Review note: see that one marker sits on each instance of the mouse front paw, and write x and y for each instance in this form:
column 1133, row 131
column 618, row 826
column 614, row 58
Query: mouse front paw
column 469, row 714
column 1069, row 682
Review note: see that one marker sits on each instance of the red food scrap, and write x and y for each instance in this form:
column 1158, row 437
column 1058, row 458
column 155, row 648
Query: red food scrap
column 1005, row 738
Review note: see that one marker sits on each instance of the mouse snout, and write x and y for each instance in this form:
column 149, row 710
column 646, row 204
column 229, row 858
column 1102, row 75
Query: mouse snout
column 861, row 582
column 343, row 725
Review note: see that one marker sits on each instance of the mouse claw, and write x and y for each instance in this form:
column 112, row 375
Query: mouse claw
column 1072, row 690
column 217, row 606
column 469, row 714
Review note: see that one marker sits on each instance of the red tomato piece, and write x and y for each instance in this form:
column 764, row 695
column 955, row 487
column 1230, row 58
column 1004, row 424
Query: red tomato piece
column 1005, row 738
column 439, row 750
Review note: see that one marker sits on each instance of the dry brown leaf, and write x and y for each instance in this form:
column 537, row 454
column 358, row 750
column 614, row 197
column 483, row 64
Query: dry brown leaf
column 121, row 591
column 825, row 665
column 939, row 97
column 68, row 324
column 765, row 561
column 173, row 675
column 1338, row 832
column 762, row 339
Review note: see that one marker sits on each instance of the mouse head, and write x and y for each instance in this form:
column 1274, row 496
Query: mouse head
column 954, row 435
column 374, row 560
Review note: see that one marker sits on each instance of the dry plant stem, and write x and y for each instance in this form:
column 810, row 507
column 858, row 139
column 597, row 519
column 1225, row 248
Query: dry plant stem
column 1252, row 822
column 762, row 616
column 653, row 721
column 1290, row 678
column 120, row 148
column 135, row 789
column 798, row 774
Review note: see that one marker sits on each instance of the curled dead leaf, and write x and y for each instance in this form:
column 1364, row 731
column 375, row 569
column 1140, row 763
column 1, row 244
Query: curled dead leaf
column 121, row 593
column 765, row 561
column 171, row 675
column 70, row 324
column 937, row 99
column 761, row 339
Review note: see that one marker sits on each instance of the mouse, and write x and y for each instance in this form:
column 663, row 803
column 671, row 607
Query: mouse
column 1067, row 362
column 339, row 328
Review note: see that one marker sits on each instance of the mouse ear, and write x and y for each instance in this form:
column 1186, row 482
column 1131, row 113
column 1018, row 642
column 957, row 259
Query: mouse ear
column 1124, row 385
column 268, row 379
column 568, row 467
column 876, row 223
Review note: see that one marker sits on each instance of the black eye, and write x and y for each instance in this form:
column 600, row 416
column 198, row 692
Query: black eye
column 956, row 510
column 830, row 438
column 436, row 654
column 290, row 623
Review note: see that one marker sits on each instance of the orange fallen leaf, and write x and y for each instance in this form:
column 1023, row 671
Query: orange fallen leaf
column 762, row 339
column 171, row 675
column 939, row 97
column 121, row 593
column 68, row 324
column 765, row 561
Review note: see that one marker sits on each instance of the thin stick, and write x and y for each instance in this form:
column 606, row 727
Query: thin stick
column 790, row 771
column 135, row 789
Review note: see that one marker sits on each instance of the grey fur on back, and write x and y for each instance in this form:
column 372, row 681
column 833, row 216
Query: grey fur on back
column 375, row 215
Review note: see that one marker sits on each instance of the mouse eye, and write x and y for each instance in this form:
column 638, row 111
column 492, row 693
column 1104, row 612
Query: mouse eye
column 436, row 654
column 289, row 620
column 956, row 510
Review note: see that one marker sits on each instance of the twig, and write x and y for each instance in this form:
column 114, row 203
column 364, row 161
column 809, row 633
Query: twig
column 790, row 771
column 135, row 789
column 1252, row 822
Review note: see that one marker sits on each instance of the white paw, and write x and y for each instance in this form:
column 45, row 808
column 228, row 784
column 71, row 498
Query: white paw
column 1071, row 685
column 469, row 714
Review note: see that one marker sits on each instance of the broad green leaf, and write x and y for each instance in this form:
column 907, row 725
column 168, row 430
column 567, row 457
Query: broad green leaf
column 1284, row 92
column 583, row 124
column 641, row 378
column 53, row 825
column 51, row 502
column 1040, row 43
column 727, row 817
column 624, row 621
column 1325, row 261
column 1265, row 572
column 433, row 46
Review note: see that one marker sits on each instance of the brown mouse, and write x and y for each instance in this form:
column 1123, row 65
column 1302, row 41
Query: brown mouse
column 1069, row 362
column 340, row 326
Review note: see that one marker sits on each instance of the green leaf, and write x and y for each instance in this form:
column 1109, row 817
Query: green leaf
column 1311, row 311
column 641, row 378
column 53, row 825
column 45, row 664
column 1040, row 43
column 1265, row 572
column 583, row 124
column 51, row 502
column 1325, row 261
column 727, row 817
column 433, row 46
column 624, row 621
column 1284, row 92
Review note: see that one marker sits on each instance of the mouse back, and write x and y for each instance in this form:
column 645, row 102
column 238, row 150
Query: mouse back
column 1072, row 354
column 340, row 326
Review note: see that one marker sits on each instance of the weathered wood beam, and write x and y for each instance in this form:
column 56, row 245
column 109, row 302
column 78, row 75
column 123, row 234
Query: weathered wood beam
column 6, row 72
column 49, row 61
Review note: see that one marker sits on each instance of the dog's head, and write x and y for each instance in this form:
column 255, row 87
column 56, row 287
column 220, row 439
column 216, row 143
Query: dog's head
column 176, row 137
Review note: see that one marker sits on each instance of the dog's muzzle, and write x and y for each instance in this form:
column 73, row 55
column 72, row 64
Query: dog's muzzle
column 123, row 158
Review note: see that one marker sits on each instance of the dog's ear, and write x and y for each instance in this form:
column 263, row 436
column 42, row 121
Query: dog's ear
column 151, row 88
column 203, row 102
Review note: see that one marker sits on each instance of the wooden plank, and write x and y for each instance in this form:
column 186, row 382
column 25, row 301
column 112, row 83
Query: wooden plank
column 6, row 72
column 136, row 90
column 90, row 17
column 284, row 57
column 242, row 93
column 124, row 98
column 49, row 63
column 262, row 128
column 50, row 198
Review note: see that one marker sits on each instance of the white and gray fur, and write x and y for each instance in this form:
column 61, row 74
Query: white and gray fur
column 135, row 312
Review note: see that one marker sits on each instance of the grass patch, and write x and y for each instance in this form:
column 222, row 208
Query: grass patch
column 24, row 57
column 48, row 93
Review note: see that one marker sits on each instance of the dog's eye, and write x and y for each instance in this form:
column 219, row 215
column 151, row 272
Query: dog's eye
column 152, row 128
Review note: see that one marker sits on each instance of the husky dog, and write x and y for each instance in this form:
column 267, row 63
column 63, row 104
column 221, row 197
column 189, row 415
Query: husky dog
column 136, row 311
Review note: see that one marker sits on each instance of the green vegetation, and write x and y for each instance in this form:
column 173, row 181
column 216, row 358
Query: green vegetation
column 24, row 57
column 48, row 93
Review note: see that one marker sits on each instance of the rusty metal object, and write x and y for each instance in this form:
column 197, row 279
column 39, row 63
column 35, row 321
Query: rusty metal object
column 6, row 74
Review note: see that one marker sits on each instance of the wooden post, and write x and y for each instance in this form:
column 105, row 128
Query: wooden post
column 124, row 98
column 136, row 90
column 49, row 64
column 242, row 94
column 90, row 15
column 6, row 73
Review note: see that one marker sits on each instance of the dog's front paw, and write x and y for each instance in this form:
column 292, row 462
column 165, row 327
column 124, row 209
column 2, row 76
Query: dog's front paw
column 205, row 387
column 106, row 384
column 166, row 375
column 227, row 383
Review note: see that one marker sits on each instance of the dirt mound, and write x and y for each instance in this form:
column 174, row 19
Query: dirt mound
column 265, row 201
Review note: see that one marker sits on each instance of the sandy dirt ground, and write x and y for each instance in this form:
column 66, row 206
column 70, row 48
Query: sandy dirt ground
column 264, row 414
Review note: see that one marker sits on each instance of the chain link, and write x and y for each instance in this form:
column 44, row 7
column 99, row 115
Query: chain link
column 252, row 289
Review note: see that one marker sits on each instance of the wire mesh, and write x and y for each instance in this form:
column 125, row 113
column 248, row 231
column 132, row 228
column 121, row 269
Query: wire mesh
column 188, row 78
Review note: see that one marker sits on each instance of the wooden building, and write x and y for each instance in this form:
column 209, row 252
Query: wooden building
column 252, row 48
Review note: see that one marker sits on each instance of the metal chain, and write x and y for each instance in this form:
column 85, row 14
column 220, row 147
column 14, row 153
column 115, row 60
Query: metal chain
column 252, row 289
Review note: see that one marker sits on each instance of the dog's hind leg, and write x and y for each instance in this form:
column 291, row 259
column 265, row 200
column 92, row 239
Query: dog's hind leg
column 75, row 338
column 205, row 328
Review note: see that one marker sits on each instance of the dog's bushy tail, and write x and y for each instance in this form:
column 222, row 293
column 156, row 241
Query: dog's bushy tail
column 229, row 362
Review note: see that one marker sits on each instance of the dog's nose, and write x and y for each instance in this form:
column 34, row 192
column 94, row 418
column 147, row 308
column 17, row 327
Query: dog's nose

[What needs to be done]
Copy the records from the top through the line containing "column 343, row 725", substituting "red food crumb" for every "red food scrap" and leaving everything else untouched.

[Solution to this exercise]
Review note: see that one marker sits on each instance of the mouse front paw, and write x and y for each instance in this form:
column 1133, row 131
column 618, row 826
column 614, row 58
Query: mouse front paw
column 469, row 714
column 1069, row 682
Review note: see that one marker sits on each instance of the red food crumb, and write x and y for each instance in this form:
column 1158, row 437
column 1058, row 458
column 155, row 648
Query: red food crumb
column 1005, row 738
Review note: see that one marker sits on each instance of the mouse snout, and write x and y for each instance in this form:
column 149, row 710
column 646, row 204
column 229, row 858
column 1102, row 75
Query: mouse snout
column 861, row 582
column 343, row 725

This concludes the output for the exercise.